OBJECTIVE: Transcribe every entry below word for word, but skip the pictures.
--- Start of RECORDED INFORMATION ---
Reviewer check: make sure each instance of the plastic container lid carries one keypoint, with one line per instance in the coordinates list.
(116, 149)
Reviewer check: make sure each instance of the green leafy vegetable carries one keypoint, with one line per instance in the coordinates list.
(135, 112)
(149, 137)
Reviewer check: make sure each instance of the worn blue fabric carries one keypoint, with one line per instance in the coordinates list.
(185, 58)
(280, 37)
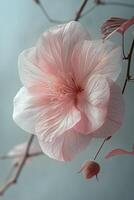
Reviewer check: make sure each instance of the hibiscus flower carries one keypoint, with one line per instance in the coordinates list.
(69, 94)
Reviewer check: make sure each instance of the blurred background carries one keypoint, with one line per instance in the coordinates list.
(22, 22)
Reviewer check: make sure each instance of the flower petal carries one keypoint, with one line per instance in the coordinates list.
(26, 110)
(29, 71)
(56, 118)
(66, 146)
(96, 57)
(56, 46)
(115, 113)
(93, 102)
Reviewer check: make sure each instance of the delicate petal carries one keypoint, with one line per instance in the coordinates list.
(56, 118)
(115, 114)
(56, 46)
(93, 102)
(96, 57)
(66, 146)
(116, 152)
(29, 72)
(26, 110)
(18, 152)
(50, 117)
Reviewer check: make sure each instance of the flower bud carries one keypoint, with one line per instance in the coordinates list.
(90, 169)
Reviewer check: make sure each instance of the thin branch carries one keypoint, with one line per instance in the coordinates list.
(34, 154)
(102, 144)
(89, 11)
(14, 179)
(114, 3)
(39, 3)
(128, 77)
(79, 12)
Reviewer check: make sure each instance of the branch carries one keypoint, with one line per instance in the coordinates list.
(14, 179)
(79, 12)
(39, 3)
(128, 77)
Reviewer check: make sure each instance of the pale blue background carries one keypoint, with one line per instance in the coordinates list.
(21, 23)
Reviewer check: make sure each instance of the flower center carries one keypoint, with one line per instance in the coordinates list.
(65, 87)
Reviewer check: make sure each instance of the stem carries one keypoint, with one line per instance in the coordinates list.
(128, 77)
(114, 3)
(79, 12)
(102, 144)
(14, 179)
(47, 15)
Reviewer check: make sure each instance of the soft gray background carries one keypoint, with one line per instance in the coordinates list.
(21, 23)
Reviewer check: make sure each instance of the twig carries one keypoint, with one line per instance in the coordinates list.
(114, 3)
(34, 154)
(98, 151)
(79, 12)
(14, 179)
(128, 77)
(39, 3)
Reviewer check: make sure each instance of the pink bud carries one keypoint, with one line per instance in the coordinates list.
(90, 169)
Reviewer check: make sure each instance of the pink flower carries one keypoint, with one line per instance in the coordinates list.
(69, 94)
(116, 24)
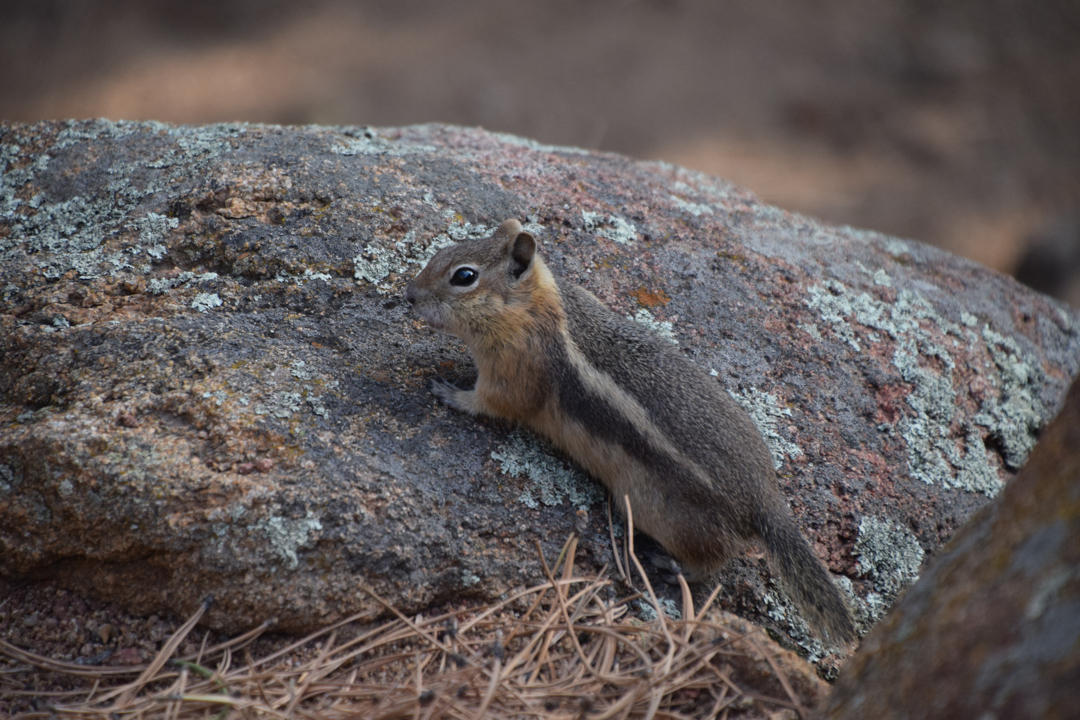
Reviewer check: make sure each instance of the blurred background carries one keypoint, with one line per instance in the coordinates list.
--- End of RECORDED INFORMATION ---
TASK SOLUTION:
Reviewer check: make sure each instance of the plastic container lid carries one keypoint, with one line per instance in the coordinates list.
(116, 149)
Reviewer check: make sure each instance of the green leafy vegetable carries one keypoint, with one line per instance in the coordinates list.
(135, 112)
(149, 137)
Reviewer check: make sure each instance of the worn blue fabric carries one keypoint, with one line per instance in the coordinates list.
(185, 58)
(280, 37)
Reviewer check: make sure each instance of the hibiscus flower carries one keypoint, with one line per instance in the coordinates list.
(69, 94)
Reviewer check: make sure each instance of the blurred background carries one keypoint, with one line per instance in the coordinates list.
(22, 22)
Reviewer check: make sure each instance of the flower petal carries one keypoint, with one line per instance in the coordinates list.
(26, 110)
(29, 71)
(56, 118)
(66, 146)
(96, 57)
(56, 46)
(115, 113)
(93, 102)
Reviewer check: make sure each instance of the delicate petal carries one keypoint, with one line per instance in the coordinates list.
(56, 118)
(115, 114)
(56, 46)
(93, 102)
(96, 57)
(66, 146)
(116, 152)
(29, 72)
(26, 110)
(18, 152)
(50, 117)
Reviewer check: make sure each instance of the flower bud carries one keypoint, with one line per instance in the coordinates list.
(90, 169)
Reviewer check: make sure each instance of the thin branch carries one keypoint, with one line per instance in the coordinates list.
(34, 154)
(102, 144)
(89, 11)
(14, 179)
(114, 3)
(39, 3)
(128, 77)
(79, 12)
Reviewer check: make sure each instance of the branch carries one keypoint, with one line per instance in the coordinates list.
(14, 179)
(79, 12)
(39, 3)
(128, 77)
Reviewer check: make sure each instance of the pale blue background carries one keypoint, with one line per instance in the coordinates list.
(21, 23)
Reviewer check: make sure each instance of the flower center carries one keypoint, with one line per instance in the coordinates list.
(65, 87)
Reviewer check: make sure each instance of the stem carries one keypoint, with one line per instance in the coordinates list.
(128, 77)
(114, 3)
(79, 12)
(102, 144)
(14, 179)
(47, 15)
Reviewer check: make sure each instance of the soft gray background carries one keypoint, with one line per instance in the coordinates list.
(21, 23)
Reviewer check: make sure each instance of the twig carries one keypoint, with one line per instance in the coordinates list.
(114, 3)
(34, 154)
(98, 151)
(79, 12)
(14, 179)
(128, 77)
(39, 3)
Reviewer check: make sure each instance of the pink bud carries one keypoint, with one line per instance in the coordinates list.
(90, 169)
Reviewer check: make sure each instance of the pink flower carries one keypoint, with one line per instance in the coordinates list.
(69, 94)
(116, 24)
Reviewer check: make sure each instance of the blurred background carries one keypoint, with one line per instance in the coordinates list.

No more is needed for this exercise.